---- TEXT PASSAGE

The metadata store is designed to support relatively low volumes of read and write operations (at least compared to other parts of Restate), with the highest level of integrity and availability.

Ingress

External requests enter the Restate cluster via the HTTP ingress component, which runs on nodes assigned the http-ingress role. Compared to other roles, the HTTP ingress role does not involve long-lived state and it can move around relatively freely, since it only handles ongoing client connections.

Fine-grained ingress role

The fine-grained http-ingress role is a new addition in Restate 1.2. For backwards-compatibility, nodes running the worker role will continue to run the ingress function in version 1.2.

Log servers

Log server nodes running the log-server role are responsible for durably persisting the log. If the log is the equivalent of a WAL, then partition stores are the materializations that enable efficient reads of the events (invocation journals, key-value data) that have been recorded. Depending on the configured log replication requirements, Restate will replicate log records to multiple log servers to persist a given log, and this will change over time to support maintenance and resizing of the cluster.

--------

WRITTEN REQUEST A: In the records, change the stretch from the line that contains "Drop one dot on each instance of the yellow" through the line that contains "[1058, 506]" by replacing "yellow sign on wall" with "yellow wall sign" and leaving everything else untouched. Return only those lines.

---- SUPPLIED RECORDS

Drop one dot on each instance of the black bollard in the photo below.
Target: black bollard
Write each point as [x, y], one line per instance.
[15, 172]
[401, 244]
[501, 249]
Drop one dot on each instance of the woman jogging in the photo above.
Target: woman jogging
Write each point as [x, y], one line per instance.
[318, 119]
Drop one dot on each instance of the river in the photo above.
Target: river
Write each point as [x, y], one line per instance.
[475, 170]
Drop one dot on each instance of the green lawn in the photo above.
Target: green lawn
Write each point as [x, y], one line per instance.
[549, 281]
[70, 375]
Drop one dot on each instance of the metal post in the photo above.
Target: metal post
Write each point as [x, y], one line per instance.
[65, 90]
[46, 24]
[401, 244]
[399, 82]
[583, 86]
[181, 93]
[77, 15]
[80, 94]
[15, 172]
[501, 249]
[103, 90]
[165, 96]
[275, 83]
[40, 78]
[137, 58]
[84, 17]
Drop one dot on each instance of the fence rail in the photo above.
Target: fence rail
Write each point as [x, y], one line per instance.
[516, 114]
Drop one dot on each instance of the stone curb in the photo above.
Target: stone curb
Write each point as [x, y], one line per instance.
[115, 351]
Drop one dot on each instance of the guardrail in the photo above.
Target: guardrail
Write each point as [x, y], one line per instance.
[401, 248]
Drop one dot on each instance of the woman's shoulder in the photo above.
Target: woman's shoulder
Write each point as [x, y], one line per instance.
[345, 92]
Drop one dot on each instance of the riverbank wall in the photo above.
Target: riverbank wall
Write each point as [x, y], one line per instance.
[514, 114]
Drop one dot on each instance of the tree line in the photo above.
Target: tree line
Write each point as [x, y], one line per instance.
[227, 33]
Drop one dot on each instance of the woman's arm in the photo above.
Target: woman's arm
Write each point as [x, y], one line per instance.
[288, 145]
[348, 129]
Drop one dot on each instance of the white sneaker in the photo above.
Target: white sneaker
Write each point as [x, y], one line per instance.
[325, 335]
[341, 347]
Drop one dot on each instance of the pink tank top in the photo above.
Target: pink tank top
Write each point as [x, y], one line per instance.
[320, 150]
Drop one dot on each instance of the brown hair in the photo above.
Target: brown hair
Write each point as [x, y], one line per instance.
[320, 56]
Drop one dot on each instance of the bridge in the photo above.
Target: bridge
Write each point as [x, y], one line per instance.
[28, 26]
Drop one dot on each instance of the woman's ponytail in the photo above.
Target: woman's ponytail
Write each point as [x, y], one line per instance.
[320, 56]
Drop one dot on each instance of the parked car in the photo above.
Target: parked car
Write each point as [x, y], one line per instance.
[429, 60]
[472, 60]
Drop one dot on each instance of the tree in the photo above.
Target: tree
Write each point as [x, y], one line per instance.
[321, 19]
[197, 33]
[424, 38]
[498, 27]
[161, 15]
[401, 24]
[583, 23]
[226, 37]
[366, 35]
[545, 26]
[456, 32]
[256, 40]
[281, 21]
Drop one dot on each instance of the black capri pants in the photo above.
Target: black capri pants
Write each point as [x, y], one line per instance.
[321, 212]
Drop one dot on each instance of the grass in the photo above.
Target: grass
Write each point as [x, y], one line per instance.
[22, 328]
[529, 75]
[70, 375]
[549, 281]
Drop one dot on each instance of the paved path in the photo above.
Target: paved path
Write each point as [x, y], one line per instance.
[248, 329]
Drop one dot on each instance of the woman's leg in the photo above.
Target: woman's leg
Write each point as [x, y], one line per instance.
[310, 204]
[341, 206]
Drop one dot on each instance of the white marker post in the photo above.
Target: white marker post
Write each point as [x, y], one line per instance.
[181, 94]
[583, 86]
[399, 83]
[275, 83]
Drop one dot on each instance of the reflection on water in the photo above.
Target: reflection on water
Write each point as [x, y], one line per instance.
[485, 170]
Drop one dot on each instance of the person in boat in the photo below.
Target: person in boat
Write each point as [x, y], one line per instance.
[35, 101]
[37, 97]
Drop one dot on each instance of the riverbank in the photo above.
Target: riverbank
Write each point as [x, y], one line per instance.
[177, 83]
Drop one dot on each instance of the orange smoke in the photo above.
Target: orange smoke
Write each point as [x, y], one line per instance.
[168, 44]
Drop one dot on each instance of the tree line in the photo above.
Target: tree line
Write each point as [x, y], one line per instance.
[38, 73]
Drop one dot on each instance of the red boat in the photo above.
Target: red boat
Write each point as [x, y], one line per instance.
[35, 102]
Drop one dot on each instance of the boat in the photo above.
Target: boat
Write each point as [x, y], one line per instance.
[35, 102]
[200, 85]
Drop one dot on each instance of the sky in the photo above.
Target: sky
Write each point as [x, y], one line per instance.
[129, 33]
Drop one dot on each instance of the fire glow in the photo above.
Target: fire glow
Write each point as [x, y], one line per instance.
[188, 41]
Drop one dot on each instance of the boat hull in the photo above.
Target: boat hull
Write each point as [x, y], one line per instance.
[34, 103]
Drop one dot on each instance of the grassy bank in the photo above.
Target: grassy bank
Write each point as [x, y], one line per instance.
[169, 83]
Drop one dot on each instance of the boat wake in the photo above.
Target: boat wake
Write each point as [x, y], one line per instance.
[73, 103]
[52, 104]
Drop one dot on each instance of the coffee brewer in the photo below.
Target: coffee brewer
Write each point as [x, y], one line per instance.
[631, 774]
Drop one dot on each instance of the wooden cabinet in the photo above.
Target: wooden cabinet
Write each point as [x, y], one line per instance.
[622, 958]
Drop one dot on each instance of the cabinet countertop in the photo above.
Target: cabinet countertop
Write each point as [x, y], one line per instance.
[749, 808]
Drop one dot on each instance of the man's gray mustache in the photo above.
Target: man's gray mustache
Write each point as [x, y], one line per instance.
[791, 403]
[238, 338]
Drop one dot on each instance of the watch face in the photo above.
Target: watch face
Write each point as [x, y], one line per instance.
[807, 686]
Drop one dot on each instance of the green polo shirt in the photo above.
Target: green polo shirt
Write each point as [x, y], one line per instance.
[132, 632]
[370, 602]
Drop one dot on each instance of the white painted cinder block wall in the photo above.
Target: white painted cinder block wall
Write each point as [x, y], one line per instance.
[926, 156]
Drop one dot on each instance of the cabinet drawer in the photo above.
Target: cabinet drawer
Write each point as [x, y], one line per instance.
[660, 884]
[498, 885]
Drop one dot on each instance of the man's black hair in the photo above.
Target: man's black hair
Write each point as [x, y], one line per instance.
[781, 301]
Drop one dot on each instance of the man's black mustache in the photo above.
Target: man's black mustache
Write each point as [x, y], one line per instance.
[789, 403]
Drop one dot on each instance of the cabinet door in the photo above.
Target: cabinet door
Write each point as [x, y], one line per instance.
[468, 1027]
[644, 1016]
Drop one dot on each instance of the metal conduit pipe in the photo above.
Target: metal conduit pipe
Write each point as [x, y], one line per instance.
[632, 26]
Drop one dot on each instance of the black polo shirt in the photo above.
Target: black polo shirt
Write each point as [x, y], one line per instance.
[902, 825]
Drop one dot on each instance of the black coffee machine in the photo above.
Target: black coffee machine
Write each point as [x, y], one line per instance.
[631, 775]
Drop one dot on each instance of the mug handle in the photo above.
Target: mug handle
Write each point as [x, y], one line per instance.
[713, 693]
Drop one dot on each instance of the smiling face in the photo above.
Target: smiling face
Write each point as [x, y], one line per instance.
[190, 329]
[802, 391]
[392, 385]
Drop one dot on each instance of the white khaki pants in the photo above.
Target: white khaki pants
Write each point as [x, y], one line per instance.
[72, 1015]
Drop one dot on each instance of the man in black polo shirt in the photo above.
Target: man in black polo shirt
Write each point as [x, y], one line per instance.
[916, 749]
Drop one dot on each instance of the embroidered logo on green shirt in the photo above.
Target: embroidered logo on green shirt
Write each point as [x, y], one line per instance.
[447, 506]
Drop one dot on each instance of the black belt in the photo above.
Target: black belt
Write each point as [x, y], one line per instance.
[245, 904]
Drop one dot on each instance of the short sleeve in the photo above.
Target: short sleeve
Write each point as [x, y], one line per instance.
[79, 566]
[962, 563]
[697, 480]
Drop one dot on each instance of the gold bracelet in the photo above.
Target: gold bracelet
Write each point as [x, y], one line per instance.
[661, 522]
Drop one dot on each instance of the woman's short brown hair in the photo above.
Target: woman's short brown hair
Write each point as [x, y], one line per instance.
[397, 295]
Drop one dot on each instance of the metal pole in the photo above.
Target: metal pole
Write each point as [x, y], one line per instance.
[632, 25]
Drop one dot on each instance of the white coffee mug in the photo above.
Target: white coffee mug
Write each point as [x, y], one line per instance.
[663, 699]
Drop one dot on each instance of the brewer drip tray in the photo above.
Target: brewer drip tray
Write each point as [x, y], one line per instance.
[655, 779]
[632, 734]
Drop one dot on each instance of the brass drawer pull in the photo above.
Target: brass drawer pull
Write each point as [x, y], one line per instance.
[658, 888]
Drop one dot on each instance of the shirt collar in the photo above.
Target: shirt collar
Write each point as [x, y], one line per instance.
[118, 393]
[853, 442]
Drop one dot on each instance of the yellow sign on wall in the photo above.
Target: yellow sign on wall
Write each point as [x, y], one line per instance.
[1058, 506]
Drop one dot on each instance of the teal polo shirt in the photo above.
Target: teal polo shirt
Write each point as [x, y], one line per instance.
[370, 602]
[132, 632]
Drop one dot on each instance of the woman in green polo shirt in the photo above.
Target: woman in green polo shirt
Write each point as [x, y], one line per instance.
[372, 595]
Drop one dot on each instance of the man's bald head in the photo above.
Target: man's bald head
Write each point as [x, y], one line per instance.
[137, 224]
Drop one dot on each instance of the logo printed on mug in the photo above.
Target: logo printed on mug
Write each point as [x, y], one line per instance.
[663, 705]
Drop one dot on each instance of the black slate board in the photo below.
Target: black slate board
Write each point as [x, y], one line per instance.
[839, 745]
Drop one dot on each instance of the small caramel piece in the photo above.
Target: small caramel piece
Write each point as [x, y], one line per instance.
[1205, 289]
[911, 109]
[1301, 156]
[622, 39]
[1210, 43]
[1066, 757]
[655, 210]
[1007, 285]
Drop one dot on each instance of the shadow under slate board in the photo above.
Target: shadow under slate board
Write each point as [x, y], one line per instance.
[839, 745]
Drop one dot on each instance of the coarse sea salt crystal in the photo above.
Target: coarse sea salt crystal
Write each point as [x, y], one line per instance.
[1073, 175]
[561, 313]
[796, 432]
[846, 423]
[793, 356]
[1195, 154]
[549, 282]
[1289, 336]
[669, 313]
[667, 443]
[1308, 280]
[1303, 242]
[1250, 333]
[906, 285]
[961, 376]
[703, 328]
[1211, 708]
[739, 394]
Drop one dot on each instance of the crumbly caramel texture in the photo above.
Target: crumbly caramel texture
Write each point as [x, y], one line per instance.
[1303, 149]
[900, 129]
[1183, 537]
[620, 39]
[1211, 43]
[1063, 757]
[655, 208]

--------

WRITTEN REQUEST B: Echo the stretch of the Restate cluster text from "Fine-grained ingress role" through "in version 1.2." word for word.

CORRECT RESPONSE A:
Drop one dot on each instance of the yellow wall sign in the photo above.
Target: yellow wall sign
Write each point as [x, y], one line per instance.
[1058, 506]

CORRECT RESPONSE B:
Fine-grained ingress role

The fine-grained http-ingress role is a new addition in Restate 1.2. For backwards-compatibility, nodes running the worker role will continue to run the ingress function in version 1.2.